[Pointing records]
+++
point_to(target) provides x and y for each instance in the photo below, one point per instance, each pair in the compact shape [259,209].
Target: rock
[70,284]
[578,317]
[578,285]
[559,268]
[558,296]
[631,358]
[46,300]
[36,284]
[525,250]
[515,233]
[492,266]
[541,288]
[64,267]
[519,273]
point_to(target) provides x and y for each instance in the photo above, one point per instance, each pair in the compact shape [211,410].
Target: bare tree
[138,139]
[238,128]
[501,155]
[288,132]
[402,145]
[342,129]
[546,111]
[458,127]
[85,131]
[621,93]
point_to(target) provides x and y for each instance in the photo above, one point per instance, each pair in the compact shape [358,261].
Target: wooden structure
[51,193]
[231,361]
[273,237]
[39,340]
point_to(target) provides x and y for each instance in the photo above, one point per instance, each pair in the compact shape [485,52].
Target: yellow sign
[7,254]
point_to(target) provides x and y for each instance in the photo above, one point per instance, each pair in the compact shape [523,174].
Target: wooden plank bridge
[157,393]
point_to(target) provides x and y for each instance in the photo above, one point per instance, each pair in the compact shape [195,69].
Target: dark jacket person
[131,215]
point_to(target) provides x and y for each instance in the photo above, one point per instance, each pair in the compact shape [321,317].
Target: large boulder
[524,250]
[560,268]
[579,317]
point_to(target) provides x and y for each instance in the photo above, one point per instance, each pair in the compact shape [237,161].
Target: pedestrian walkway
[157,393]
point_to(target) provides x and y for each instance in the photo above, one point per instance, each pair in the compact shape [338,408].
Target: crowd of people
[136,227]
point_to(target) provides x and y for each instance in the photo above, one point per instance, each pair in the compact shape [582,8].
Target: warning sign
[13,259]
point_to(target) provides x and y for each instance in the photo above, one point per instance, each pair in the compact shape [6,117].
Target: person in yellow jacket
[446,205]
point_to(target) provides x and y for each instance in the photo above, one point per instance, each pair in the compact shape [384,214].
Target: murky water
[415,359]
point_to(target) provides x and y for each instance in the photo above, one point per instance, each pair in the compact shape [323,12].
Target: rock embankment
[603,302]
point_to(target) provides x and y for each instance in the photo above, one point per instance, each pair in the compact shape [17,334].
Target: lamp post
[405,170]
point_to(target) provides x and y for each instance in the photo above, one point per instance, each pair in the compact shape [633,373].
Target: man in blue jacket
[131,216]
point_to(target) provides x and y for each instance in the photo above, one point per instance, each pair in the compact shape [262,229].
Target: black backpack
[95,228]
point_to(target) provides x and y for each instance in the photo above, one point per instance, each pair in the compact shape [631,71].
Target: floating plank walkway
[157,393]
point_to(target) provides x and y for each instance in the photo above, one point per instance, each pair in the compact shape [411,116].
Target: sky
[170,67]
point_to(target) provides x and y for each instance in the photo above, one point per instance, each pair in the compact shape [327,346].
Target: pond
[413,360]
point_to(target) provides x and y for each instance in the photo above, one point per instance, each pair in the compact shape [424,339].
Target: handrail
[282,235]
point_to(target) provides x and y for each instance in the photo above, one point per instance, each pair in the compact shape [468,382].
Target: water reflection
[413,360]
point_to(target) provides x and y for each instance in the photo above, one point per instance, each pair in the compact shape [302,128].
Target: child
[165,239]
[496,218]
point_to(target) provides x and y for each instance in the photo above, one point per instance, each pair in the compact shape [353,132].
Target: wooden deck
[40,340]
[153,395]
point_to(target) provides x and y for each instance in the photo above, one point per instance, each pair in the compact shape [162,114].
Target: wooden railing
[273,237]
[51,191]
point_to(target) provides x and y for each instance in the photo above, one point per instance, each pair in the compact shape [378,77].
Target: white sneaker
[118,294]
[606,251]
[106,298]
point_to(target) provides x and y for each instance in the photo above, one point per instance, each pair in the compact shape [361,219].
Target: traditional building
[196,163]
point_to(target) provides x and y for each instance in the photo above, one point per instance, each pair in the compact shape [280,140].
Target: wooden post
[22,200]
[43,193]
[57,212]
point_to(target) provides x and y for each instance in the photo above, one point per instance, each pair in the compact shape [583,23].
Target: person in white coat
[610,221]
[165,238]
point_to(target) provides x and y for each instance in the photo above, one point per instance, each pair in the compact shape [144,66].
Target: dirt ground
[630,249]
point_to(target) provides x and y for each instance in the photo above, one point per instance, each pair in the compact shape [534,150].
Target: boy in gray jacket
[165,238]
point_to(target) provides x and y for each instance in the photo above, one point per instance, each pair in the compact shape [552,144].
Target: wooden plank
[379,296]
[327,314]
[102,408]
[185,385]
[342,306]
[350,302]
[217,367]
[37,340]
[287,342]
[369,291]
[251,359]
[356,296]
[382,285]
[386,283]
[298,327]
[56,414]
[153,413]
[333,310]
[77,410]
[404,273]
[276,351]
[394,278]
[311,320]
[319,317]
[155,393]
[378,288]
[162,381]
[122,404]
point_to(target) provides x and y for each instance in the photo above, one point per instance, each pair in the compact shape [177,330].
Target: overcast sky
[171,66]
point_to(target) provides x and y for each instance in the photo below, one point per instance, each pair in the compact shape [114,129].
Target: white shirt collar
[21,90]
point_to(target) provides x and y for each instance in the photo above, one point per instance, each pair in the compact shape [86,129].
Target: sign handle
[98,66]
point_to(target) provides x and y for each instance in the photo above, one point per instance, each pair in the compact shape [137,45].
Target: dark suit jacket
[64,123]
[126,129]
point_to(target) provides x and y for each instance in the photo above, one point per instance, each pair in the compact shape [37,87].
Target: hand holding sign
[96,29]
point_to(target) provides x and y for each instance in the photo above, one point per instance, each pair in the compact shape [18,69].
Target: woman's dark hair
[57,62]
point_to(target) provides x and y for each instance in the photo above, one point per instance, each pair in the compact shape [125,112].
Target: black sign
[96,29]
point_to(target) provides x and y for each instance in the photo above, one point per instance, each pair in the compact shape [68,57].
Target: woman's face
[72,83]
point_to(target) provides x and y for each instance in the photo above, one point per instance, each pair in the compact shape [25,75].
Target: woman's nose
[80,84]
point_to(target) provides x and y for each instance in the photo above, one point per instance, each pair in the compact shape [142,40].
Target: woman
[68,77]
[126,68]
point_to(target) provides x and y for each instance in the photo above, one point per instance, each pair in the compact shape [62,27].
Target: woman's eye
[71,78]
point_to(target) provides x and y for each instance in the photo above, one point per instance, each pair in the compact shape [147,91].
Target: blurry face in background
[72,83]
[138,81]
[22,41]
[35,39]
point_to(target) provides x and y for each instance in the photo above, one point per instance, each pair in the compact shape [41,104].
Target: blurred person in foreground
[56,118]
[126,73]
+++
**What to produce**
Please rewrite the lines from the line containing "compact shape [147,91]." through the end of the data, keeping the requests and leaving their numbers as they are. Multiply every answer coordinate by 0.85 and round each to a whole number, with halves rounded up.

**Response to this exercise**
point_to(target) provides x and y for each instance in the photo above, one point per instance, each pair in the compact shape [147,91].
Target: blurry face in background
[61,71]
[117,69]
[19,35]
[30,33]
point_to(target) provides x and y for each instance in the photo above, one point per instance, each pair in the compact shape [41,104].
Target: blurred person in foreground
[48,100]
[107,62]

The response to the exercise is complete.